▸ **Data to use**:
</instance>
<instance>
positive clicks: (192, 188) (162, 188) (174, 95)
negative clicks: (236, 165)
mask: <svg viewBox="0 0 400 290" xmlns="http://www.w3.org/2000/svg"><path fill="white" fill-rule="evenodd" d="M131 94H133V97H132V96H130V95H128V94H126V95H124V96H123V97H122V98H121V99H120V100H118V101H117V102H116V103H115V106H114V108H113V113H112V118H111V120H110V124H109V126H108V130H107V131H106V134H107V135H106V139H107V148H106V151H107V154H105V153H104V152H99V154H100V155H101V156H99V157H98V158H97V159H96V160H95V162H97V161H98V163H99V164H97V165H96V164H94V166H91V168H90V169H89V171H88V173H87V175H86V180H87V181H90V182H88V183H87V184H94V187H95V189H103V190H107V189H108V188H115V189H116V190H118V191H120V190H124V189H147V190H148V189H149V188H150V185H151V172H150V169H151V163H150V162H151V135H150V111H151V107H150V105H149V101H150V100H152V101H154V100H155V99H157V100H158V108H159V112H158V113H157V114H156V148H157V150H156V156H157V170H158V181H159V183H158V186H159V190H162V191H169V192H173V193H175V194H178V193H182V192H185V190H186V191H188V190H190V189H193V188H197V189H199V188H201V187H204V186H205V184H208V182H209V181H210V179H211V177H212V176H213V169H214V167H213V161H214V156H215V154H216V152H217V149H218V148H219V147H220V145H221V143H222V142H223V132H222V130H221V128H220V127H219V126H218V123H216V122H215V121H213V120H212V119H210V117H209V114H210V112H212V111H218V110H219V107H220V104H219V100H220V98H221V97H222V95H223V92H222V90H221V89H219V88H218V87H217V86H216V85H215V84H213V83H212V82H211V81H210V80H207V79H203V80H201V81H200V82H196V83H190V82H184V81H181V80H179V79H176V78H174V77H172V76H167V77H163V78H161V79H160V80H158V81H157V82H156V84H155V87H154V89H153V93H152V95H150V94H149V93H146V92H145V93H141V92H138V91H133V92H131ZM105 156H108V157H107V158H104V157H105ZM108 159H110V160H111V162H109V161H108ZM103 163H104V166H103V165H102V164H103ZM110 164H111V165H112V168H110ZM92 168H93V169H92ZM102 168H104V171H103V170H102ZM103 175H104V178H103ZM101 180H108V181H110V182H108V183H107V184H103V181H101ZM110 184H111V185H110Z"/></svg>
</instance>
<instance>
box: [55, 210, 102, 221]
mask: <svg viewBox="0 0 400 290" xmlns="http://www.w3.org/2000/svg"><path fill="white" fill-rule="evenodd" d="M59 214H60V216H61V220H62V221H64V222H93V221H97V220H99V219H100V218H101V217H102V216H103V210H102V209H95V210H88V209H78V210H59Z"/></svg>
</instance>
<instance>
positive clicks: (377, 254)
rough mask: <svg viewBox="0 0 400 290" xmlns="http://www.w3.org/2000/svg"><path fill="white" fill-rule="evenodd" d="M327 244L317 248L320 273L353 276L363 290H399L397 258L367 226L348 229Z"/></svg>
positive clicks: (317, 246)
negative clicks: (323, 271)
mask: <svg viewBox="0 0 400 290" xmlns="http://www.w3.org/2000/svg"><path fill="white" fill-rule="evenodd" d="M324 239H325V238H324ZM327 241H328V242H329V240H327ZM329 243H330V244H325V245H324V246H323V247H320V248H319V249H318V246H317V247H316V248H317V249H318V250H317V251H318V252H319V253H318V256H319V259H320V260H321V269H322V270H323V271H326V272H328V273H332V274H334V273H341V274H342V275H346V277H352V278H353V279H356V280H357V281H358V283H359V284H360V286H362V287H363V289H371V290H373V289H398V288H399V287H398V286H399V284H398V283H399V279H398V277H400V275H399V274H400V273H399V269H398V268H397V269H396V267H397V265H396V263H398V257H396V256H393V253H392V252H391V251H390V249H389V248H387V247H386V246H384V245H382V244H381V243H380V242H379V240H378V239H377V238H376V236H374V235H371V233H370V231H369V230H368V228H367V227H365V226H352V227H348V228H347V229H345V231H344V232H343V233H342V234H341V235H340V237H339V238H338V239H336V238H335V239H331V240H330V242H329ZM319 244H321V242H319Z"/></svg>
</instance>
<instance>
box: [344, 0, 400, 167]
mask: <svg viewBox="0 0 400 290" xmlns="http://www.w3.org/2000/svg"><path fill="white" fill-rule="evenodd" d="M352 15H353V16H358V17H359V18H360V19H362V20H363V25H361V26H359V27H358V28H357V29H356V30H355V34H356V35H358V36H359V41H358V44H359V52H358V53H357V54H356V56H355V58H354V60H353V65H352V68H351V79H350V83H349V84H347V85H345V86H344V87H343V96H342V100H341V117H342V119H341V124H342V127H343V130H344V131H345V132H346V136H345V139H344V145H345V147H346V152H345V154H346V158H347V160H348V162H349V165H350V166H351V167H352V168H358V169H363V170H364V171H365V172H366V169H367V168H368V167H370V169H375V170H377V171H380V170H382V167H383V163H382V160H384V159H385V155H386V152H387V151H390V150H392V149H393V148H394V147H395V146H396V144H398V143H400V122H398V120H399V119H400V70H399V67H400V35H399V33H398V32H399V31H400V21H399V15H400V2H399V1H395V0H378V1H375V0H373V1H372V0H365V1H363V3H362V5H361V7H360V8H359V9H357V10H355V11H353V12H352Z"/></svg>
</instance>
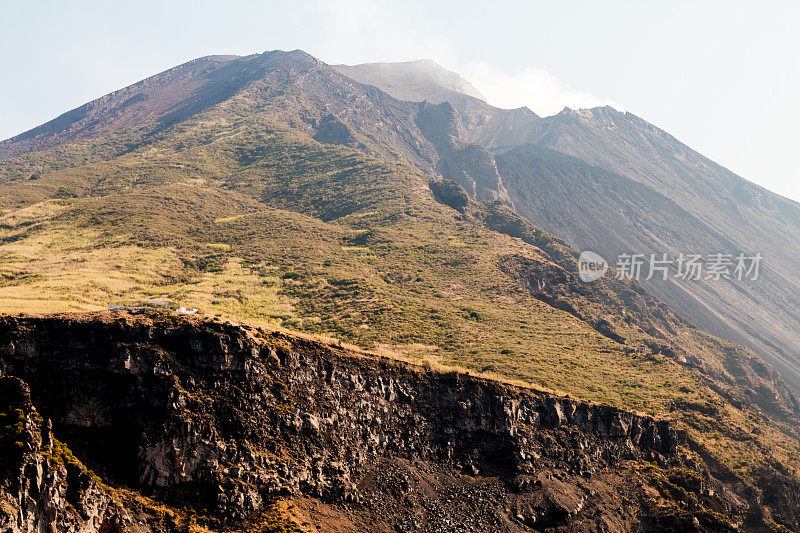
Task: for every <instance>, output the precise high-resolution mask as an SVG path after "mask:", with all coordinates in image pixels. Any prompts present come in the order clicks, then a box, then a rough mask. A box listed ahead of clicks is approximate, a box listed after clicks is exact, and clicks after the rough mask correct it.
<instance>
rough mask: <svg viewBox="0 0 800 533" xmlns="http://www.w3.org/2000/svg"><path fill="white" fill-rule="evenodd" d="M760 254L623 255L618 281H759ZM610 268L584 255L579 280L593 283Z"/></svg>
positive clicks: (601, 277)
mask: <svg viewBox="0 0 800 533" xmlns="http://www.w3.org/2000/svg"><path fill="white" fill-rule="evenodd" d="M762 259H763V256H762V255H761V254H760V253H757V254H755V255H748V254H744V253H738V254H728V253H713V254H707V255H702V254H685V253H680V254H678V256H677V257H673V256H670V255H669V254H666V253H661V254H636V253H629V254H628V253H623V254H620V255H619V256H617V259H616V263H615V264H614V266H615V268H616V273H615V277H616V278H617V279H625V278H632V279H635V280H638V281H649V280H651V279H660V280H663V281H666V280H667V279H669V278H670V276H671V277H672V278H674V279H681V280H693V281H700V280H710V281H719V280H723V279H724V280H731V281H743V280H753V281H755V280H757V279H758V277H759V275H760V272H761V261H762ZM608 268H609V264H608V263H607V262H606V260H605V259H603V257H601V256H600V255H599V254H597V253H595V252H589V251H586V252H582V253H581V255H580V257H579V258H578V277H579V278H580V279H581V281H583V282H586V283H589V282H592V281H596V280H598V279H600V278H602V277H603V276H605V275H606V272H607V271H608Z"/></svg>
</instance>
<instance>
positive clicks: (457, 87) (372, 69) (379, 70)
mask: <svg viewBox="0 0 800 533" xmlns="http://www.w3.org/2000/svg"><path fill="white" fill-rule="evenodd" d="M333 68H334V69H336V70H337V71H338V72H341V73H342V74H344V75H345V76H348V77H350V78H353V79H354V80H356V81H359V82H361V83H365V84H367V85H374V86H375V87H378V88H379V89H381V90H383V91H385V92H386V93H388V94H390V95H392V96H394V97H395V98H397V99H398V100H408V101H411V102H420V101H422V100H427V101H428V102H431V103H434V104H440V103H442V102H451V103H452V102H454V101H458V100H460V99H463V97H464V96H469V97H471V98H477V99H478V100H482V101H484V102H485V101H486V98H485V97H484V96H483V95H482V94H481V93H480V92H478V90H477V89H476V88H475V87H473V86H472V84H471V83H470V82H469V81H467V80H465V79H464V78H462V77H461V76H460V75H458V74H456V73H455V72H452V71H450V70H447V69H445V68H444V67H442V66H440V65H438V64H437V63H435V62H433V61H431V60H430V59H420V60H418V61H407V62H404V63H362V64H360V65H333Z"/></svg>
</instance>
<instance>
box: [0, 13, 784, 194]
mask: <svg viewBox="0 0 800 533" xmlns="http://www.w3.org/2000/svg"><path fill="white" fill-rule="evenodd" d="M799 34H800V1H798V0H785V1H764V2H750V1H732V0H727V1H704V2H697V1H692V2H689V1H686V2H682V1H676V0H672V1H663V2H656V1H647V2H642V1H629V2H613V1H605V2H598V1H596V0H592V1H585V2H584V1H547V2H543V1H535V0H525V1H519V2H502V1H495V2H486V1H480V2H467V1H463V0H462V1H453V2H449V1H440V2H436V1H431V0H426V1H416V0H411V1H404V2H397V1H390V2H382V1H368V0H349V1H338V0H319V1H297V0H296V1H291V2H272V1H264V2H257V1H226V2H220V1H215V2H212V1H205V0H193V1H176V2H148V1H137V2H121V1H113V2H108V1H103V2H100V1H97V2H88V1H80V0H70V1H69V2H65V1H63V0H62V1H57V2H56V1H44V0H43V1H35V0H25V1H24V0H18V1H17V0H0V47H2V48H1V49H2V53H0V139H2V138H7V137H11V136H13V135H16V134H18V133H21V132H22V131H25V130H27V129H30V128H31V127H33V126H36V125H38V124H41V123H43V122H45V121H47V120H49V119H52V118H54V117H55V116H57V115H59V114H61V113H63V112H64V111H67V110H69V109H72V108H74V107H77V106H79V105H81V104H83V103H85V102H86V101H88V100H91V99H93V98H96V97H98V96H101V95H103V94H105V93H108V92H110V91H112V90H115V89H118V88H120V87H123V86H125V85H129V84H131V83H134V82H136V81H139V80H140V79H142V78H144V77H147V76H149V75H152V74H155V73H157V72H159V71H161V70H165V69H167V68H169V67H172V66H174V65H176V64H178V63H181V62H184V61H187V60H190V59H193V58H195V57H198V56H203V55H208V54H248V53H253V52H262V51H265V50H273V49H284V50H291V49H295V48H301V49H303V50H306V51H307V52H309V53H311V54H312V55H314V56H316V57H318V58H319V59H322V60H323V61H326V62H328V63H359V62H366V61H391V60H409V59H418V58H431V59H434V60H436V61H437V62H439V63H440V64H442V65H444V66H446V67H448V68H451V69H453V70H455V71H457V72H460V73H461V74H463V75H464V76H465V77H467V78H468V79H470V80H471V81H472V82H473V83H474V85H475V86H476V87H477V88H478V89H479V90H481V91H482V92H483V93H484V94H485V95H486V96H487V98H488V99H489V101H490V103H493V104H495V105H499V106H503V107H512V106H513V107H516V106H520V105H527V106H528V107H530V108H531V109H533V110H534V111H536V112H537V113H539V114H542V115H546V114H552V113H555V112H557V111H559V110H560V109H561V108H562V107H564V106H565V105H566V106H570V107H573V108H577V107H587V106H594V105H599V104H604V103H611V105H614V106H615V107H618V108H623V109H625V110H627V111H631V112H633V113H635V114H637V115H639V116H641V117H643V118H645V119H647V120H649V121H650V122H653V123H654V124H656V125H657V126H659V127H661V128H663V129H665V130H667V131H669V132H670V133H672V134H673V135H675V136H676V137H677V138H678V139H680V140H682V141H683V142H685V143H687V144H688V145H690V146H692V147H693V148H695V149H697V150H699V151H700V152H702V153H703V154H705V155H707V156H709V157H711V158H712V159H714V160H715V161H717V162H718V163H721V164H722V165H724V166H726V167H728V168H730V169H731V170H733V171H734V172H737V173H738V174H741V175H742V176H744V177H745V178H747V179H749V180H751V181H754V182H756V183H759V184H761V185H763V186H765V187H767V188H769V189H771V190H773V191H775V192H778V193H780V194H783V195H785V196H788V197H791V198H793V199H795V200H798V201H800V154H799V153H798V152H800V133H798V126H799V125H800V106H798V102H797V99H798V97H800V36H799Z"/></svg>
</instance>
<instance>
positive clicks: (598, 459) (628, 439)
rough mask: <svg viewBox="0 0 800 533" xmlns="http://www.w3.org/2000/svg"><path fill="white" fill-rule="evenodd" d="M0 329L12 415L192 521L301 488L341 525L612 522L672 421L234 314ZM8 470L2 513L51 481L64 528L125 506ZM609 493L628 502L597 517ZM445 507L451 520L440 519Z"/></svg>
mask: <svg viewBox="0 0 800 533" xmlns="http://www.w3.org/2000/svg"><path fill="white" fill-rule="evenodd" d="M0 339H2V343H1V344H0V369H2V372H3V374H4V375H6V376H8V375H13V376H17V377H18V378H4V381H3V383H13V384H15V385H14V386H15V387H17V389H18V390H19V391H20V392H19V394H18V396H19V397H20V398H22V399H21V400H19V401H18V402H17V403H19V402H22V403H25V405H27V406H29V407H27V409H28V410H27V411H24V412H26V413H28V414H27V415H26V416H27V417H28V418H30V417H31V416H33V415H32V413H33V407H32V405H36V406H37V408H38V409H39V412H40V413H41V415H42V416H43V417H44V418H43V420H44V421H52V427H53V430H52V433H53V434H55V435H57V436H58V437H59V438H60V439H62V440H64V441H65V442H66V443H67V444H68V445H69V449H71V450H73V451H74V453H75V455H76V456H77V457H78V458H79V459H81V460H82V461H83V462H84V463H85V464H86V465H87V467H89V468H91V469H93V470H95V471H97V472H101V473H102V474H103V477H104V479H106V480H107V482H108V483H109V484H111V485H114V484H121V485H125V486H128V487H136V489H137V490H139V491H141V492H142V493H144V494H146V495H149V496H152V497H154V498H156V499H157V500H160V501H163V502H166V503H168V504H170V505H174V506H177V507H180V506H184V505H191V506H192V507H193V508H196V509H205V510H206V511H205V512H206V518H205V519H206V520H208V521H209V523H210V524H214V523H216V524H218V525H220V524H222V525H224V524H228V525H229V526H230V525H235V524H238V523H243V522H244V521H246V520H248V519H249V518H250V517H252V516H254V515H256V514H257V513H259V512H260V511H262V510H263V509H265V508H266V507H267V506H268V505H269V504H270V503H271V502H274V501H276V500H277V499H287V498H295V499H296V498H312V499H315V500H316V501H318V502H322V503H321V504H324V505H328V506H332V508H336V509H339V510H341V509H346V510H347V511H348V513H349V514H348V516H350V518H349V520H351V523H352V524H355V525H354V526H353V527H356V528H359V527H360V526H359V525H358V524H359V522H358V517H359V516H374V513H376V512H382V513H384V514H383V515H382V516H383V518H382V520H384V522H385V523H386V524H391V527H392V528H395V529H398V530H401V531H403V530H419V529H420V528H422V529H427V530H434V529H435V530H445V531H446V530H451V529H452V530H456V529H458V528H457V527H456V526H458V527H459V528H460V527H462V526H463V525H464V524H471V525H470V527H467V528H466V529H458V530H475V531H480V530H487V528H488V529H489V530H507V531H517V530H520V531H521V530H528V528H531V527H534V526H535V527H544V526H547V527H556V526H559V525H561V526H566V525H568V524H571V526H570V527H573V528H574V529H576V530H582V529H587V530H590V529H591V528H592V527H596V526H598V524H599V523H600V522H598V521H597V520H599V518H598V516H599V517H601V518H602V520H603V521H608V520H611V522H613V524H614V526H613V527H611V529H612V530H628V529H632V528H634V527H635V526H634V525H635V524H636V523H637V520H638V518H637V515H638V514H639V513H640V510H639V505H638V504H636V503H635V502H634V501H633V499H632V498H633V496H630V498H628V499H626V497H625V494H626V493H627V491H630V490H632V489H631V488H630V487H628V486H627V481H626V478H625V475H624V472H626V471H627V470H629V469H630V468H631V465H633V464H644V463H643V462H647V463H652V464H656V465H661V466H664V467H668V466H669V465H679V464H681V461H682V460H681V459H680V458H679V456H678V454H676V450H677V448H678V447H679V446H680V445H681V443H682V442H684V440H685V436H684V435H683V434H682V433H681V432H679V431H676V430H675V429H674V428H672V427H671V426H670V423H669V422H668V421H665V420H655V419H653V418H651V417H648V416H644V415H640V414H636V413H632V412H628V411H623V410H620V409H616V408H613V407H610V406H605V405H597V404H591V403H587V402H582V401H579V400H575V399H572V398H567V397H560V396H555V395H551V394H546V393H542V392H537V391H533V390H528V389H522V388H519V387H514V386H510V385H506V384H502V383H498V382H493V381H489V380H485V379H480V378H476V377H470V376H468V375H464V374H460V373H455V372H450V373H441V372H434V371H427V370H425V369H424V368H421V367H417V366H414V365H411V364H407V363H403V362H399V361H395V360H390V359H385V358H380V357H376V356H371V355H368V354H363V353H358V352H352V351H348V350H345V349H342V348H340V347H337V346H329V345H325V344H322V343H319V342H317V341H311V340H307V339H302V338H298V337H293V336H288V335H285V334H282V333H276V332H266V331H263V330H258V329H253V328H250V327H246V326H237V325H230V324H220V323H215V322H204V321H200V320H183V319H180V320H178V319H176V318H173V317H157V318H154V319H151V318H141V317H139V318H135V317H131V316H128V315H120V316H113V315H93V316H84V317H80V318H76V317H67V316H54V317H40V318H23V317H15V318H12V317H4V318H2V319H1V320H0ZM22 380H24V381H25V382H27V383H29V384H31V389H30V395H29V396H28V391H27V388H26V385H25V384H24V383H23V381H22ZM4 390H5V389H4ZM15 394H16V393H15ZM6 396H8V394H6ZM28 398H30V400H29V399H28ZM15 401H16V400H15ZM12 403H13V402H12ZM28 418H26V420H28ZM48 423H49V422H42V424H45V425H47V424H48ZM31 424H33V422H31ZM47 427H49V426H47ZM35 433H36V432H35V431H32V432H31V435H33V434H35ZM47 433H48V434H49V430H48V431H47ZM33 440H34V441H35V442H33V441H32V443H31V444H30V446H31V450H29V452H30V453H29V454H28V456H29V457H33V456H35V455H36V450H39V452H38V457H40V458H41V457H43V454H44V451H43V450H45V449H49V448H48V445H47V444H46V443H45V444H41V443H42V442H43V441H42V440H41V439H40V438H39V437H37V438H35V439H33ZM46 440H47V439H46V438H45V439H44V441H46ZM37 446H38V447H39V448H36V447H37ZM76 463H77V460H76ZM32 464H33V463H32ZM20 468H22V471H26V472H27V471H29V470H30V469H31V468H34V469H35V470H36V471H37V472H41V473H37V474H35V475H33V476H32V477H31V476H29V475H27V474H26V475H25V476H24V477H25V479H27V480H30V482H29V483H28V485H26V486H27V487H29V488H26V489H24V491H22V490H21V489H17V488H15V487H16V485H14V484H13V483H10V484H7V485H6V487H7V488H6V493H7V494H8V495H10V498H11V500H12V501H13V502H15V503H14V505H16V507H15V511H14V512H15V513H16V515H15V516H17V517H18V518H15V519H14V520H16V521H15V522H7V523H9V524H10V525H9V529H10V530H13V531H34V530H37V528H38V527H40V526H38V525H37V524H40V523H50V522H52V520H53V518H52V517H53V516H56V517H61V516H62V514H63V512H62V509H63V508H64V507H65V506H64V505H63V502H61V500H60V499H59V496H58V495H59V494H62V493H64V494H67V493H68V492H69V491H70V490H73V489H72V488H71V487H74V486H80V487H81V489H80V490H81V492H80V494H83V495H84V496H81V497H82V498H84V499H83V500H81V501H83V502H84V503H82V504H81V507H80V508H81V509H84V511H83V514H82V515H81V516H82V517H83V518H82V521H77V522H74V524H76V525H74V526H70V527H73V529H72V530H75V531H99V530H100V528H101V527H104V526H102V524H103V523H104V520H109V518H108V516H114V517H116V518H114V519H115V520H117V521H118V522H119V523H123V522H124V521H123V520H122V518H121V517H122V516H123V514H122V513H123V511H122V510H119V511H116V512H113V513H109V512H107V510H108V509H109V508H110V506H111V505H112V504H110V503H109V501H110V500H109V499H108V498H107V497H105V496H103V492H102V490H100V489H99V488H95V487H96V486H95V485H94V484H93V483H94V481H93V480H92V478H91V476H89V474H80V475H84V476H89V477H88V478H85V481H80V482H79V483H78V484H77V485H76V482H75V481H74V480H70V479H69V467H61V466H53V464H51V463H49V462H48V461H46V460H45V461H44V464H41V463H37V464H33V466H31V464H28V465H23V466H21V467H20ZM17 470H19V468H18V469H17ZM17 470H15V472H16V471H17ZM87 472H88V471H87ZM15 475H16V474H15ZM11 477H14V476H11ZM11 477H9V478H8V479H11ZM81 479H84V478H81ZM639 479H640V480H641V479H642V478H641V476H640V477H639ZM41 480H49V481H46V482H44V485H43V482H42V481H41ZM443 480H447V481H443ZM33 485H36V487H38V488H37V489H36V490H33V489H31V488H30V487H32V486H33ZM43 486H44V487H45V488H44V489H43V488H42V487H43ZM54 487H60V488H54ZM435 487H438V488H435ZM447 487H450V488H447ZM469 487H472V488H471V489H469ZM59 491H60V492H59ZM65 491H66V492H65ZM425 491H428V492H427V493H426V492H425ZM448 491H450V492H448ZM452 491H456V492H458V491H460V492H459V494H462V496H461V497H459V498H456V499H454V498H453V496H452V493H453V492H452ZM28 494H34V496H28ZM43 494H46V495H47V496H42V495H43ZM420 494H427V496H426V497H425V498H424V499H423V500H421V501H419V502H417V503H416V504H414V505H410V504H409V503H408V499H409V498H411V497H412V495H417V496H415V497H420V496H419V495H420ZM448 495H449V496H448ZM64 498H67V496H66V495H65V496H64ZM86 498H88V500H87V499H86ZM623 499H624V500H625V501H627V502H628V503H626V504H624V505H626V506H627V508H626V509H624V510H620V511H619V512H612V513H611V514H609V509H611V508H613V507H614V506H623V501H622V500H623ZM24 502H38V503H33V504H32V503H24ZM60 502H61V503H60ZM404 502H405V503H404ZM456 504H458V505H470V506H473V507H474V509H473V510H471V511H469V512H467V513H466V514H465V511H464V510H463V509H462V510H461V511H455V510H454V509H453V506H454V505H456ZM72 505H73V506H75V507H77V506H76V505H75V504H74V503H73V504H72ZM409 505H410V507H409ZM22 508H25V509H27V510H26V511H24V512H23V511H22V510H21V509H22ZM54 508H55V509H58V510H57V511H55V512H54V511H53V510H52V509H54ZM603 509H606V511H605V513H606V516H605V517H603V516H604V515H603V511H602V510H603ZM453 512H458V513H460V514H459V515H458V516H461V517H462V518H460V519H457V520H455V521H453V522H451V523H450V524H449V525H448V523H447V522H446V521H445V520H446V519H447V517H448V516H450V517H451V518H453V515H452V513H453ZM54 513H55V514H54ZM59 513H61V514H59ZM107 515H108V516H107ZM353 517H355V518H353ZM58 520H61V518H58ZM353 520H355V521H353ZM420 520H421V522H420ZM48 521H49V522H48ZM615 521H616V522H615ZM365 523H366V522H365ZM603 523H605V522H603ZM59 524H61V522H59ZM459 524H461V525H459ZM59 527H60V526H59ZM365 527H366V526H365ZM464 527H466V526H464ZM609 527H610V526H609ZM470 528H471V529H470Z"/></svg>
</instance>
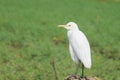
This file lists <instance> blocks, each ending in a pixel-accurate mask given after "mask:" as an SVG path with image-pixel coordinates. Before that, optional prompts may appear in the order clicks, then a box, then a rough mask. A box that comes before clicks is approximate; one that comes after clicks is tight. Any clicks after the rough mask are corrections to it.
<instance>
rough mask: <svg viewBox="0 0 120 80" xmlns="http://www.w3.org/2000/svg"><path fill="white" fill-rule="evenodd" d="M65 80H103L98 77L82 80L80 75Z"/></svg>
mask: <svg viewBox="0 0 120 80" xmlns="http://www.w3.org/2000/svg"><path fill="white" fill-rule="evenodd" d="M64 80H101V79H99V78H97V77H86V78H81V77H80V76H78V75H75V76H71V75H69V76H67V77H66V78H65V79H64Z"/></svg>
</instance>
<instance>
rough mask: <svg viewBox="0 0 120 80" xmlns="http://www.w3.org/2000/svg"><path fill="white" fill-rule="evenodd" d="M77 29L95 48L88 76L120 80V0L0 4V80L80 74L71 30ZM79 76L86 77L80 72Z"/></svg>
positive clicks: (40, 0) (106, 78)
mask: <svg viewBox="0 0 120 80" xmlns="http://www.w3.org/2000/svg"><path fill="white" fill-rule="evenodd" d="M69 21H74V22H76V23H78V25H79V28H80V30H82V31H83V32H84V33H85V34H86V36H87V38H88V40H89V42H90V45H91V52H92V68H91V69H90V70H88V69H86V71H85V72H86V75H88V76H97V77H99V78H101V79H102V80H120V76H119V74H120V31H119V30H120V1H119V0H91V1H89V0H59V1H57V0H51V1H49V0H0V80H55V74H54V71H53V68H52V66H51V64H50V62H51V61H52V60H54V61H55V65H56V70H57V75H58V78H59V80H63V79H64V77H65V76H67V75H68V74H72V73H73V72H74V70H75V63H73V61H72V60H71V58H70V55H69V51H68V40H67V36H66V30H64V29H60V28H57V25H59V24H66V23H67V22H69ZM79 74H81V72H80V70H79Z"/></svg>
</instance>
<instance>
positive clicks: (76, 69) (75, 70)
mask: <svg viewBox="0 0 120 80" xmlns="http://www.w3.org/2000/svg"><path fill="white" fill-rule="evenodd" d="M79 67H80V62H78V64H77V65H76V70H75V73H74V74H73V76H75V75H77V72H78V69H79Z"/></svg>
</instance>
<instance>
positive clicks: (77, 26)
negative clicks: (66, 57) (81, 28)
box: [59, 22, 91, 68]
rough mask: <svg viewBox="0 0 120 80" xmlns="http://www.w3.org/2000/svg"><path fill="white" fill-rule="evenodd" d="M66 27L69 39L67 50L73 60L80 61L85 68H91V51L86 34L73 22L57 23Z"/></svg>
mask: <svg viewBox="0 0 120 80" xmlns="http://www.w3.org/2000/svg"><path fill="white" fill-rule="evenodd" d="M59 27H64V28H66V29H67V36H68V40H69V51H70V55H71V58H72V60H73V61H74V62H77V63H79V61H81V62H82V63H83V64H84V66H85V67H86V68H91V53H90V46H89V42H88V40H87V38H86V36H85V35H84V34H83V32H82V31H80V30H79V28H78V26H77V24H76V23H74V22H69V23H68V24H67V25H59Z"/></svg>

▸ **What this task involves**: Output, please, only the lines running from the start of the entries through the line that contains "positive clicks: (192, 188)", including both of those lines.

▸ **Solution to the exercise**:
</instance>
<instance>
positive clicks: (192, 188) (162, 188) (174, 95)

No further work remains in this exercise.